-- SUPPLIED PASSAGE follows --

MENLO PARK, CA
A well known and self described “shibari master” is under suspicion today after reports emerged of a serious accident in rope circles. Unlike most rope injuries, which occur during tying, this one happened online in one of Fetlife’s rope bondage forums.
Kylie Froom, who goes by ropekittyn4u on the popular fetish website, became severely agitated and annoyed by one of the rigger’s posts.
“It started to bother me when he started going on and on about what a great rigger he was,” she told The Daily Flogger, “and I have seen him tie people up and the fact of the matter is, this guy is a no talent ass clown who thinks he knows what he is doing.”
It was at that point that Froom began to have a reaction to the post.
“He was getting on my nerves. You know that saying? Well it turns out it can really happen,” Froom told us.
While rare, Dr. Michael Samford, a neurologist at Stanford University Hospital, told us the phenomenon is absolutely real, “Like most sayings, this one has a basis in truth. In some very sensitive individuals, people can actually get on their nerves badly enough to cause compression and even damage. But they have to be pretty annoying and it usually takes a while for symptoms to develop. We are seeing more and more of it from the Internet.”

-- SUPPLIED PASSAGE concluded --
-- THE DATA follows --

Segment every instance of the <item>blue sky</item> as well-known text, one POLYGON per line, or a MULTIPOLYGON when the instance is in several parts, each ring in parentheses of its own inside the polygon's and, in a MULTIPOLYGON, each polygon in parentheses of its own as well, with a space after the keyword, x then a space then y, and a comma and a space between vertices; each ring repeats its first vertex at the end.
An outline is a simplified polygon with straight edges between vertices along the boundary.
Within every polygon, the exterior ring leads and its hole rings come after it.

-- THE DATA concluded --

__EXERCISE PROMPT__
Write what comes next in the news story above about the Fetlife rope forum injury, starting right after its last sentence.

__RESPONSE TO THE TASK__
Froom initially developed a twitch in her right eye, followed by a complete numbness in the right side of her face. Her doctors have told her to stay off of the net and apply ice twice a day.
Samford expressed concern after reading the offending message. “I can see why this was so upsetting. This guy is an egomaniac and a big asshole. I am surprised we aren’t seeing more reports of damage from this post.” When asked about recovery times, Dr. Samford had some bad news. “When someone gets on your nerves this badly, the damage can be permanent. Of course, we always hope for a full recovery. The body is a remarkable thing.”
Froom’s doctors are not so optimistic, diagnosing the injury as “permanent.”
The rigger who has not been publicly identified has not replied to requests for an interview, but several rope practitioners agreed with Samford’s assessment about his ego. “You hate to see this kind of injury in rope groups, but anytime you read things on the internet you are taking a risk,” a well known rigger named WellKnownRigger told us, “It’s not a question of if someone is going to get on your nerves, but when.”